((
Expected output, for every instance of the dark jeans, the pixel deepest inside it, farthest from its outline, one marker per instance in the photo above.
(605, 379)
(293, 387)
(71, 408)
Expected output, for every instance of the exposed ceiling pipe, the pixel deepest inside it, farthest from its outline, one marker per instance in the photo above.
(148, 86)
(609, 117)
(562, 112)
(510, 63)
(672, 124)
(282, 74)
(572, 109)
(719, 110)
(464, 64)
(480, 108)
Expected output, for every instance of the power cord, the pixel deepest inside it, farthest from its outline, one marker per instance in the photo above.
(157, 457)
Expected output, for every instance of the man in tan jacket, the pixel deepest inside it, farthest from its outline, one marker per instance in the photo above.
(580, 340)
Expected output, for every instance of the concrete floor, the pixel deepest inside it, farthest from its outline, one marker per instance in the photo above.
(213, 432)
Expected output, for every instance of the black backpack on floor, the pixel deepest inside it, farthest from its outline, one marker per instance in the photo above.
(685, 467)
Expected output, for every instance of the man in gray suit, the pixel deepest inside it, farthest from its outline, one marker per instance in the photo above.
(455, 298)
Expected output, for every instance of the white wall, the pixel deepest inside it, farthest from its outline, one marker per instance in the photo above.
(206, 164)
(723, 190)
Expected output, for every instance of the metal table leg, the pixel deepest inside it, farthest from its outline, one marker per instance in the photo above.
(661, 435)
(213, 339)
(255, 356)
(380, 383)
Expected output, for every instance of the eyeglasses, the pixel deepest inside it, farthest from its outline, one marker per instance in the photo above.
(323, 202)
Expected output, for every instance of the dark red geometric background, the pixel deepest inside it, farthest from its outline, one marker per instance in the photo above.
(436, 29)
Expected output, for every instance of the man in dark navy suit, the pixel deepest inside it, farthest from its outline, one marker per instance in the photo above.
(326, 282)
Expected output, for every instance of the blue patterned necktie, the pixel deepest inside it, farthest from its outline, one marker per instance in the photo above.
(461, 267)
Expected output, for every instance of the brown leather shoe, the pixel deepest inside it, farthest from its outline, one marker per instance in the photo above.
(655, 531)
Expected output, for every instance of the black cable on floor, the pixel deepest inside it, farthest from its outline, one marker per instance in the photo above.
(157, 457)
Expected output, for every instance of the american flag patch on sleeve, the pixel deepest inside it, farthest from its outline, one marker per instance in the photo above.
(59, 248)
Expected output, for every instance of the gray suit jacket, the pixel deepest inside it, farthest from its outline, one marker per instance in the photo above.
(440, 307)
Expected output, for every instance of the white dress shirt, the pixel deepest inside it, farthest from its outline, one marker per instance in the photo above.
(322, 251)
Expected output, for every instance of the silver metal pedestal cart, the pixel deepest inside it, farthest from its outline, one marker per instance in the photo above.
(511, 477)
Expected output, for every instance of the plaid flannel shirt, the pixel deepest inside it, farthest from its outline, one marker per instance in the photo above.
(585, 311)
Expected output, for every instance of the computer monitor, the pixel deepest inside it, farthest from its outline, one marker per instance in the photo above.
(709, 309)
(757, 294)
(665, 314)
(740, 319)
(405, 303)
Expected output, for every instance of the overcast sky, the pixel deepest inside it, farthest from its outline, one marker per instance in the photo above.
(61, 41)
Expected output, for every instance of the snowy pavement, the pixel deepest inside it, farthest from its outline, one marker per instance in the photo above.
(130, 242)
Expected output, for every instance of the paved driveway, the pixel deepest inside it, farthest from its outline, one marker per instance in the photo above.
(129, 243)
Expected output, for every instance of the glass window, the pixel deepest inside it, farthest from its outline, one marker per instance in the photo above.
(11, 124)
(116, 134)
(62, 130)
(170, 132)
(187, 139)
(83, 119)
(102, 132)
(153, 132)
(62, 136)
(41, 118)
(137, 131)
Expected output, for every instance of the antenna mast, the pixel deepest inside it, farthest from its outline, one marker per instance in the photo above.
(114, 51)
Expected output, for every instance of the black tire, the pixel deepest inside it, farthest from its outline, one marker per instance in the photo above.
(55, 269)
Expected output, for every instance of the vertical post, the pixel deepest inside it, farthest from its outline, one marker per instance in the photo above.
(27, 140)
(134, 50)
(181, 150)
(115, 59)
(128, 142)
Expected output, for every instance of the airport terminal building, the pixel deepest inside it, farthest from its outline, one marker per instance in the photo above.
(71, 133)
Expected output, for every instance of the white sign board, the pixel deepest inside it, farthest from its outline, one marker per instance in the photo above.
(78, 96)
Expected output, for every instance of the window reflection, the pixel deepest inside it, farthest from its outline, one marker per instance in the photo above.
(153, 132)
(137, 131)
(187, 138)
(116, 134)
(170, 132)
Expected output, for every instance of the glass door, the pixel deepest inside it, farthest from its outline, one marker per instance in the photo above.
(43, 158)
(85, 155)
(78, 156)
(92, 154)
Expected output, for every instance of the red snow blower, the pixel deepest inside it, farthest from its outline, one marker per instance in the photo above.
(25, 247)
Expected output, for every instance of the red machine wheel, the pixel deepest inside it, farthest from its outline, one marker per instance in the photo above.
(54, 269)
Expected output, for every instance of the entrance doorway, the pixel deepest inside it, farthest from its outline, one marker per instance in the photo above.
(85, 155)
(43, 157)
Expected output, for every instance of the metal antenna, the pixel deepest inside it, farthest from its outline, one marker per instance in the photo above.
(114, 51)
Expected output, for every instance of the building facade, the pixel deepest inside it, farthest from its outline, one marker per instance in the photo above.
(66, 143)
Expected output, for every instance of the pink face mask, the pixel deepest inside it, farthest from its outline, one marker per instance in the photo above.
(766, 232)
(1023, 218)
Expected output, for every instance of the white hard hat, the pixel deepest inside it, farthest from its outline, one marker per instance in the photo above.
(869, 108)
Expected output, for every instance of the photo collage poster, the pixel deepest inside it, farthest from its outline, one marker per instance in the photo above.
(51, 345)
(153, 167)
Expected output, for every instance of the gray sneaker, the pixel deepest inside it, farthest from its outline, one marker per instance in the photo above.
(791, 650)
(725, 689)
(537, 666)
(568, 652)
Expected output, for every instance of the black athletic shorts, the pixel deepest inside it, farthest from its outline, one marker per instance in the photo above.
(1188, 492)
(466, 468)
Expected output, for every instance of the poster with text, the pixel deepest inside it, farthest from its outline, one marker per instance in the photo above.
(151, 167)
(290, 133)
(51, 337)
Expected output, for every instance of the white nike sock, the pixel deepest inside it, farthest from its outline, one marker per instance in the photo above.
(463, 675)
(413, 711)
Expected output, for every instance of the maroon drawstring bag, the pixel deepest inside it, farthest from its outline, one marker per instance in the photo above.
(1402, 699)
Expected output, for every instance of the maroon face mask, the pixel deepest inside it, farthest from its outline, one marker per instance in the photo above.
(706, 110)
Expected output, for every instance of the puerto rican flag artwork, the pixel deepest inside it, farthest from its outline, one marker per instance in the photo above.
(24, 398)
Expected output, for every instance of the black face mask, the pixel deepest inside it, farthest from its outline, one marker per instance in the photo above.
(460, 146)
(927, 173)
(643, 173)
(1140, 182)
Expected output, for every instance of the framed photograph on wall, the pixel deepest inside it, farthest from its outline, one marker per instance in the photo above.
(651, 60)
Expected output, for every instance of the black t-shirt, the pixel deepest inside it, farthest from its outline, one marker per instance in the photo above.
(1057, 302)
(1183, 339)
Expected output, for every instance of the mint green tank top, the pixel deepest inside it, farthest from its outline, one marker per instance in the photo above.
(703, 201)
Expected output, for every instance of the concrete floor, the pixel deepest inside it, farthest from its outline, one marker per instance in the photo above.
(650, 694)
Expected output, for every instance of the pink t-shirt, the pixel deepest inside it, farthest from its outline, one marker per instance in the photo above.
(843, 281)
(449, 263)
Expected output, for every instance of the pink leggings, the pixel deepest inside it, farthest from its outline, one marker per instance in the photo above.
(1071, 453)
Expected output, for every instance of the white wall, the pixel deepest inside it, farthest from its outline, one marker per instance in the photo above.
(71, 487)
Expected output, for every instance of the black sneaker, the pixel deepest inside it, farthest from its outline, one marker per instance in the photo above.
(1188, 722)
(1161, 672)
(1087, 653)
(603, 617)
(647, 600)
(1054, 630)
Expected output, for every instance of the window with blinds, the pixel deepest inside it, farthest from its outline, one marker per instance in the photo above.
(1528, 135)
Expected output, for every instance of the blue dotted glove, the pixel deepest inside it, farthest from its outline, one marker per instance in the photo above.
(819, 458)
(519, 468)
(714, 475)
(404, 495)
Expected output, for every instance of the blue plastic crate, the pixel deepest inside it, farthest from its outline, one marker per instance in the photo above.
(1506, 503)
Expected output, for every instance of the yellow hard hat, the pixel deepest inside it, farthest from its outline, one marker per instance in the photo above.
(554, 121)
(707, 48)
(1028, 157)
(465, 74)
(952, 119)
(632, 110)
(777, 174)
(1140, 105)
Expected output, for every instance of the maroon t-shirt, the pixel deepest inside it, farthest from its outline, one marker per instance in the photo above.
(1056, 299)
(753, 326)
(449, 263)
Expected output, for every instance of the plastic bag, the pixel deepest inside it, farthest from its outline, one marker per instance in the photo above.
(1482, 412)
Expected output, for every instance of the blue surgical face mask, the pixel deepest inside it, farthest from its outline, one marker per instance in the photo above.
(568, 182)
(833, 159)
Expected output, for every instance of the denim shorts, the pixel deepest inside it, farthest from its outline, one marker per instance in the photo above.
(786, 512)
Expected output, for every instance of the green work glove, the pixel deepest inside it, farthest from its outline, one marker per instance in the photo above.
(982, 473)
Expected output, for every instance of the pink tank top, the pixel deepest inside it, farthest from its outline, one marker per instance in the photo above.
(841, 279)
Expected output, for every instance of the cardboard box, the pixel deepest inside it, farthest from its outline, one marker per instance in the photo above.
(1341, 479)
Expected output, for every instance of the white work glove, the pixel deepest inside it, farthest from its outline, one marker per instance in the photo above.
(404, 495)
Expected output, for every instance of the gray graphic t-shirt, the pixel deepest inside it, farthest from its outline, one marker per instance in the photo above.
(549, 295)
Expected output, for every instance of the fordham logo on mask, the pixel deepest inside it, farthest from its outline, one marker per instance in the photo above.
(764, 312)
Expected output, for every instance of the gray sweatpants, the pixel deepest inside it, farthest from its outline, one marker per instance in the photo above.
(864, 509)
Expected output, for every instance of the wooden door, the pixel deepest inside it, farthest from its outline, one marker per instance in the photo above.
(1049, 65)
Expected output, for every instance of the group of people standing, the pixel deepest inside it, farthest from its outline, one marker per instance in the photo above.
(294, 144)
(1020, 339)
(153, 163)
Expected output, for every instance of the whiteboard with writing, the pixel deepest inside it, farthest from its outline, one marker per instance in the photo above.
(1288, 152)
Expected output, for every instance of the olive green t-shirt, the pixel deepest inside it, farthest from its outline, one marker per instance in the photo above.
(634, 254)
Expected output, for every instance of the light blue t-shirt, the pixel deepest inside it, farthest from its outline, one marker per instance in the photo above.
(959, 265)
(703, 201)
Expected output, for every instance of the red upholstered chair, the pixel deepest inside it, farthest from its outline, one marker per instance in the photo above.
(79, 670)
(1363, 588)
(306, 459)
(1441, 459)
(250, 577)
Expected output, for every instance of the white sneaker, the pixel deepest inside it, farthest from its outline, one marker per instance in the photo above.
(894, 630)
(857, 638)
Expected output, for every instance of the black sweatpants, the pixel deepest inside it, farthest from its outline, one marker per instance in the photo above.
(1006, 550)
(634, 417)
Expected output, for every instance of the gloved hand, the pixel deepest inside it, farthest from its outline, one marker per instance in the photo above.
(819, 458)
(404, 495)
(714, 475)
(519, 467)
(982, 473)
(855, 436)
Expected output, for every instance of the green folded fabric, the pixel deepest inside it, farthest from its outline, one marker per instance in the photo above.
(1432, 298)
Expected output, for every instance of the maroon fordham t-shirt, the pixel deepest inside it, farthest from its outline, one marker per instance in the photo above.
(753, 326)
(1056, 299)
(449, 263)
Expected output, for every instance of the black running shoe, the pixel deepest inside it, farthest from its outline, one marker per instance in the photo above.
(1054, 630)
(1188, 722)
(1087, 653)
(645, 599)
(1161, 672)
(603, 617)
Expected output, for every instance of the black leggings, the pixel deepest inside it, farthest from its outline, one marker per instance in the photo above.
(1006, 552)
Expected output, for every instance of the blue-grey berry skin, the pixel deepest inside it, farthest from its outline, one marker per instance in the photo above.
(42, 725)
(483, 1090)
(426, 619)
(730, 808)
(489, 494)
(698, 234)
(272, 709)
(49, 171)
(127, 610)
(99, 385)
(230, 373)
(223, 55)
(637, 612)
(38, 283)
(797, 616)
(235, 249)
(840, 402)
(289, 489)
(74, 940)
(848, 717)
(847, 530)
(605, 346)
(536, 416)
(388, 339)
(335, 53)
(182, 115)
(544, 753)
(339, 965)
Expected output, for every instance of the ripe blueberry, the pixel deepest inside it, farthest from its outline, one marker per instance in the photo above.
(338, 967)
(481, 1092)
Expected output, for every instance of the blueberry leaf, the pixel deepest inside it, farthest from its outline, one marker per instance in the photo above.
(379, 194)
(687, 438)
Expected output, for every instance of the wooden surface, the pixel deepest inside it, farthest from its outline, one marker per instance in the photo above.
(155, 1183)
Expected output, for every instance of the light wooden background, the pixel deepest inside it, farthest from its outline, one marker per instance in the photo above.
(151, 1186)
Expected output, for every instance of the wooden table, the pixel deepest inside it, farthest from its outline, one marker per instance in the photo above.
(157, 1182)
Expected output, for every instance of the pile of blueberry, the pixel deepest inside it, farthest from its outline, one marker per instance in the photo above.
))
▶ **YOUR OBJECTIVE**
From the "Expected output, for every instance of the wooden surface, the" line to the close of the listing, restate each line word for word.

▶ **OUTPUT OF THE EXERCISE**
Expected output, for every instance of the wooden surface, the pixel deepest inside it, farthest from its outline, one marker per instance in the photo above.
(155, 1183)
Expected output, for every instance of the light wooden background, the pixel deepest inside it, farthest from its outline, one marker per instance in the photo above.
(151, 1186)
Expected output, for every instance of the wooden table, the pixel deepest inside it, farthest from its outline, one marker per instance in the photo above.
(157, 1182)
Expected output, for every instance of the pile of blueberry, the pixel deepest inside it, farthest from its outline, one marker per instance in the photo above.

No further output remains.